**WHAT IS EXPECTED:**
Give the usernames of everyone who posted in the forum thread below about landscaping stores for aquascaping.

**EXCERPT TO READ:**
........
# Landscaping Stores for your aquascaping



## kuopan (Sep 6, 2010)

I don't think that there has been a thread created for good landscaping stores suitable for great aquascaping. I'm planning on redoing my setup for my 125 gallon for my frontosa colony. I have gotten a few recommendations that I thought I would share with everyone. Unfortunately, most of them aren't open during the winter or weekends.

Please feel free to share more here... I am looking for kingston weathered stones.

*Betz Cut Stone*
http://www.betzcutstone.com/
2947 Kennedy Rd.
Scarborough, ON
M1V 1S9

*Arnts Topsoil*
4400 Halls Rd. N.
Whitby, ON L1P 0B1
http://www.arntstopsoil.com/


----------



## cichlidspiro (May 11, 2011)

Betz is ok
It used to be AWEOME, there was a older geek guy who would just give away rocks I got enough granite to do my 125g twice over with it for about $5 I'm sure he was loosing but it's the peices that break during his cutting of large slabs..... 
Anyway betz is for sure worth Checking out


Cheers,
Spiro


----------



## trailblazer295 (Mar 7, 2010)

I picked up a 70lb bag of scrap granite pieces I was able to hand pick all the pieces from several bags. They were doing a wall and these were scrap. Cost me $7 I believe. Their beach rock is same price as other places I've gone.


----------
........
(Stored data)
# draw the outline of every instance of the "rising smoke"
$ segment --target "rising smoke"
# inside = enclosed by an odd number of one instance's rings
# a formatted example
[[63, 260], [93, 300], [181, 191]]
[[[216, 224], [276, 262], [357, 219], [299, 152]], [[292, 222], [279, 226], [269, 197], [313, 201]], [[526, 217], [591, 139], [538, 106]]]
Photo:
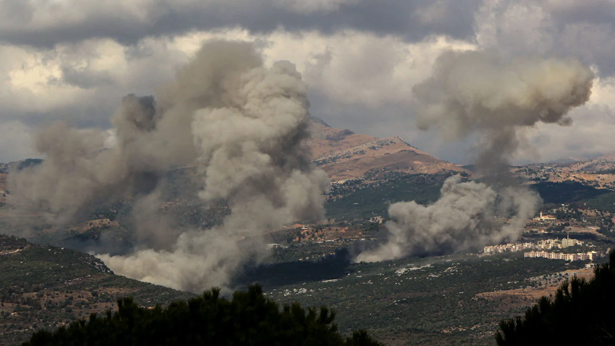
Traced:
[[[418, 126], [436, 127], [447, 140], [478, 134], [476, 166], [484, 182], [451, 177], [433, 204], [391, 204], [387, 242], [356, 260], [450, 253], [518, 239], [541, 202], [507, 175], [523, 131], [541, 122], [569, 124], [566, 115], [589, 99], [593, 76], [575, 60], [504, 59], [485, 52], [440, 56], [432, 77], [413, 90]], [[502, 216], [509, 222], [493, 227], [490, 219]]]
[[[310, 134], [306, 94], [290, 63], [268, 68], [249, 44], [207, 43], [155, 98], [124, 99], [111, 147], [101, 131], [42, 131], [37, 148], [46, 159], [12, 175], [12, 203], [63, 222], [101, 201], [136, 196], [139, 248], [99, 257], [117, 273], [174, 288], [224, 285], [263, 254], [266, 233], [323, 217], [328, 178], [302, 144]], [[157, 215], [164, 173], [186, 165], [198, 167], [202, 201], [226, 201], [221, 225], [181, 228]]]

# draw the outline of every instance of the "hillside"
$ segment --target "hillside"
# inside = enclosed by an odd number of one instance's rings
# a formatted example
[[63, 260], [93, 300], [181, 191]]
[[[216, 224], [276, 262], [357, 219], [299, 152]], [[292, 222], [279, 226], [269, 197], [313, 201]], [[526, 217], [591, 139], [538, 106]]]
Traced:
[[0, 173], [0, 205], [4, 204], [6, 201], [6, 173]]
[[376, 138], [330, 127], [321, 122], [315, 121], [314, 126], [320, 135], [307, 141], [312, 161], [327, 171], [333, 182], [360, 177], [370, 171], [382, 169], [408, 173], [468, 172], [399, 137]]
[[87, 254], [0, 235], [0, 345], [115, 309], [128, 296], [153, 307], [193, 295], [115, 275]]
........
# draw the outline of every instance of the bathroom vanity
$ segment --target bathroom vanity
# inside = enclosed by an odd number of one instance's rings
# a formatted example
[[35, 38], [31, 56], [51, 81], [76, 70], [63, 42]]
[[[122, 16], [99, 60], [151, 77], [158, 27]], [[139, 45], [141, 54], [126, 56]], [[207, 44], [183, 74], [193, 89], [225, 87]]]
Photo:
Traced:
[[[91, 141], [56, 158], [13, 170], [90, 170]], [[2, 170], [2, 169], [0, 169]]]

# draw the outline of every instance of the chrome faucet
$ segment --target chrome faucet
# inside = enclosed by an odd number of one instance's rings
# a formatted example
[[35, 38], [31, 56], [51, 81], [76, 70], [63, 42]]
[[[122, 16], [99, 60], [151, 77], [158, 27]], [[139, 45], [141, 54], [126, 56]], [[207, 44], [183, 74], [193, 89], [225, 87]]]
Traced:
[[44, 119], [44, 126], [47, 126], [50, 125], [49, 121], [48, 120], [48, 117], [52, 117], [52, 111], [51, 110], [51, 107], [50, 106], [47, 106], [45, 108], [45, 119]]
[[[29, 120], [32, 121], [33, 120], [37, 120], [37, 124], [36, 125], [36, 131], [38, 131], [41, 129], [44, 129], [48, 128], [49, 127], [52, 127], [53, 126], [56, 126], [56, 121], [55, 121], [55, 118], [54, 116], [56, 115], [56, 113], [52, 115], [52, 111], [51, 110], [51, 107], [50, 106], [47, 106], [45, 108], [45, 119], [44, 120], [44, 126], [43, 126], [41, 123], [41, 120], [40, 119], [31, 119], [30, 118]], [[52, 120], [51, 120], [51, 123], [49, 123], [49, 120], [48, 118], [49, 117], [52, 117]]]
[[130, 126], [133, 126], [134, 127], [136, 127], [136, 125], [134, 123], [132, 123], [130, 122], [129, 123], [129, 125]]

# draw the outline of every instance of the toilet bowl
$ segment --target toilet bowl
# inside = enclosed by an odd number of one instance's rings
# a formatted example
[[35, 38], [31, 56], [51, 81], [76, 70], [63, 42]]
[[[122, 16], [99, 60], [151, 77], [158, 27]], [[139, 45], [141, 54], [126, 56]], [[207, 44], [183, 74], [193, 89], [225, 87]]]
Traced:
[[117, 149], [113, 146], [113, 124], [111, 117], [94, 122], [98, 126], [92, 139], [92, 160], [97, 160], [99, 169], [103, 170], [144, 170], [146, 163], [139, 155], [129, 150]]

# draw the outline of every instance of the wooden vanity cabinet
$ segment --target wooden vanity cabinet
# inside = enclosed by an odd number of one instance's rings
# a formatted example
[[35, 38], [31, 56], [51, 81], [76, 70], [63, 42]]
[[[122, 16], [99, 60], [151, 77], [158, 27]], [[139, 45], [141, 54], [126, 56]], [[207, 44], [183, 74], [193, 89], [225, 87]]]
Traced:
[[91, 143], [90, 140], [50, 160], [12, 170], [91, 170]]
........
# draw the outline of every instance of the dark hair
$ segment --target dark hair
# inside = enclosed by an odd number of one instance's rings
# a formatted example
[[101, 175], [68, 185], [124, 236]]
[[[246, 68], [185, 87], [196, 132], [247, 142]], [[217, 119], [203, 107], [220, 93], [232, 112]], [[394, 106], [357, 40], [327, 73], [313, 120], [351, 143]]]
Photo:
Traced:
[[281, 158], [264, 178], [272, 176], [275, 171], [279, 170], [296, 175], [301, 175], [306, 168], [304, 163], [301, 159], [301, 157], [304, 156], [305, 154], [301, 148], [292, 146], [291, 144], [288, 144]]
........
**ANSWER FOR THIS EXERCISE:**
kuopan, cichlidspiro, trailblazer295